━━ Excerpted passage ━━
On Thu, Mar 20, 2014 at 5:46 AM, Nilaksha Neththikumara <nilakshafreezon@gmail.com> wrote:
Thanks a lot for the information. :) I'm new to the field so get confused at times. I started downloading the NCBI databases locally, but I have two questions.
1) There is no proper updating process for the locally installed NCBI databases. (according to my knowledge) So it seems I have to re download the database totally if I need to get them updated. And those databases are almost always being updating. (.sigh)
The NCBI provide a perl script update_blastdb.pl to automate this, usually run via cron on a regular basis (e.g. once a week). But yes, basically when the NCBI makes an update, the new files are just downloaded again. Often your institute's Linux administrators would have setup a central shared copy of the NCBI BLAST databases to avoid duplication between researchers all making their own copies. See ftp://ftp.ncbi.nlm.nih.gov/blast/db/README If you want to have a single always (nearly) up to date copy of the NCBI BLAST databases, then your Galaxy blastdb.loc and blastdb_p.loc files just need to point there. However, for full reproducibility the Galaxy approach would be to have multiple (data stamped) copies of the database, each with a separate entry in the *.loc file. This is more work to setup and maintain, and needs more disk space - but it does ensure you can rerun old BLAST searches and get the same results.
━━━
━━ Listed records ━━
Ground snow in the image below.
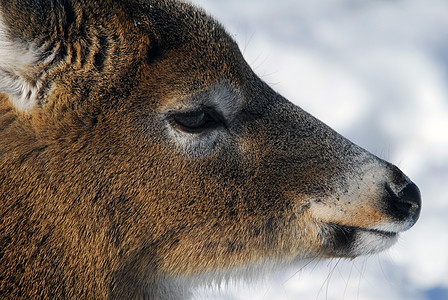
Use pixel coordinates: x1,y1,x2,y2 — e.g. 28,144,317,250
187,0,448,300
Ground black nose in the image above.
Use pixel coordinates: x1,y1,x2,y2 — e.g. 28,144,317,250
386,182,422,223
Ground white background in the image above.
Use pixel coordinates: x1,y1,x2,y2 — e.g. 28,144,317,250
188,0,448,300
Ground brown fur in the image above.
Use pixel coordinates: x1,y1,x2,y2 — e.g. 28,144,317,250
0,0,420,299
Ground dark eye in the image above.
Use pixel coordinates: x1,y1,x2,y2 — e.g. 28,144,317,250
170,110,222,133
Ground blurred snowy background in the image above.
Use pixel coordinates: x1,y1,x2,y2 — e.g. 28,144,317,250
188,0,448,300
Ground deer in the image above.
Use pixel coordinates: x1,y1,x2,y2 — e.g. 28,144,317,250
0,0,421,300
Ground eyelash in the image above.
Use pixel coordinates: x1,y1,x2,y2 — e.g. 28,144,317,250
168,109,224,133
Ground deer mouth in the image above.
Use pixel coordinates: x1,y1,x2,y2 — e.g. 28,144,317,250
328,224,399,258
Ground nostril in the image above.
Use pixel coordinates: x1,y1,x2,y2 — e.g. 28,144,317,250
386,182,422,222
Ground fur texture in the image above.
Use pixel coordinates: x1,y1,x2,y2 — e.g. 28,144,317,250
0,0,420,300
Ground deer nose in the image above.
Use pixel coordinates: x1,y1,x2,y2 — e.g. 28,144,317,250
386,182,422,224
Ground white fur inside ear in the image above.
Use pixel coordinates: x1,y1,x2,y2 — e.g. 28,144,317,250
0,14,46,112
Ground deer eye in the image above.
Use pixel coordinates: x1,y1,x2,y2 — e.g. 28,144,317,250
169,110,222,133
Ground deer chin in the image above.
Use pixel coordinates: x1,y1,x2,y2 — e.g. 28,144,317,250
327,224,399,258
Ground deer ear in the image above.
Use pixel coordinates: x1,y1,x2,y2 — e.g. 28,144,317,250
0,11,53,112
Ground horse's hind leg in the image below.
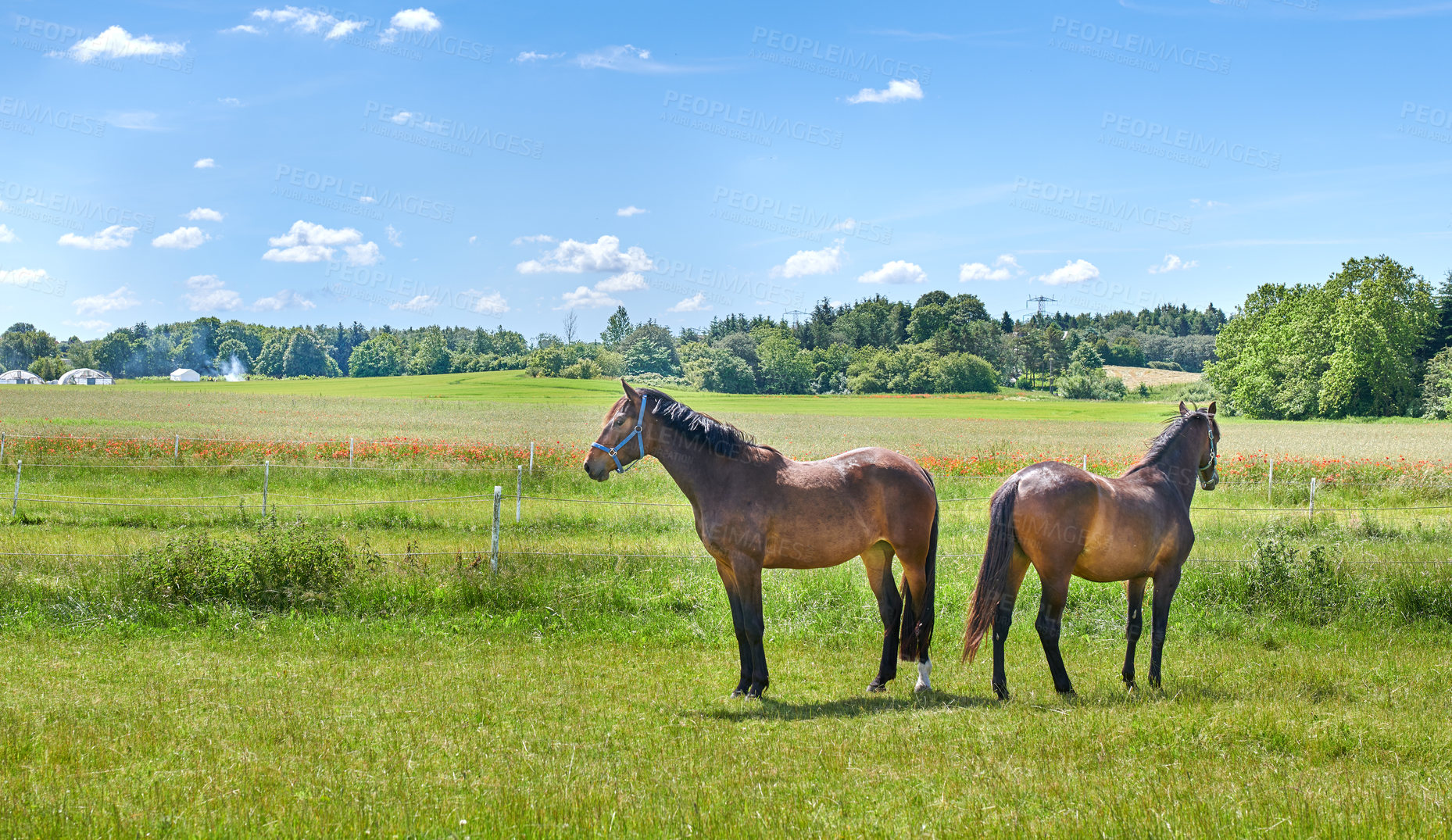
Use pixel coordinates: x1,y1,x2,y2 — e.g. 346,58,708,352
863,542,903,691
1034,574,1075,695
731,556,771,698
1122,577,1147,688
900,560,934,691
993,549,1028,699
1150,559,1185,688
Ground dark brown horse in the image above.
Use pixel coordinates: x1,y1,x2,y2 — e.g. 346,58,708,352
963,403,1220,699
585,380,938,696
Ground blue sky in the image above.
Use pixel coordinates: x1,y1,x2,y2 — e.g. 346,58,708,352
━━━
> **Exercise tasks**:
- 1) In the BLAST database thread, which Perl script does the NCBI provide to automate database updates?
- 2) Rewrite the part of the BLAST database thread starting at "1) There is" and ending at "being updating. (.sigh)", with "locally installed" changed to "locally stored".

> **Answers to the exercises**:
- 1) update_blastdb.pl

- 2)
1) There is no proper updating process for the locally stored NCBI databases. (according to my knowledge) So it seems I have to re download the database totally if I need to get them updated. And those databases are almost always being updating. (.sigh)